====== Recorded data ======

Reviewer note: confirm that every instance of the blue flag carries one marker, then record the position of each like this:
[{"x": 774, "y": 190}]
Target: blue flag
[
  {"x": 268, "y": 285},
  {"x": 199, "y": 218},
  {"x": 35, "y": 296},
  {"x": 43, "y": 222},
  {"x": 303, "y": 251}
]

======

→ Given task:
Set down every line of the records above without any change.

→ Task response:
Reviewer note: confirm that every instance of the blue flag carries one marker, then record the position of each like this:
[{"x": 774, "y": 190}]
Target: blue flag
[
  {"x": 268, "y": 285},
  {"x": 199, "y": 218},
  {"x": 35, "y": 296},
  {"x": 43, "y": 222},
  {"x": 303, "y": 251}
]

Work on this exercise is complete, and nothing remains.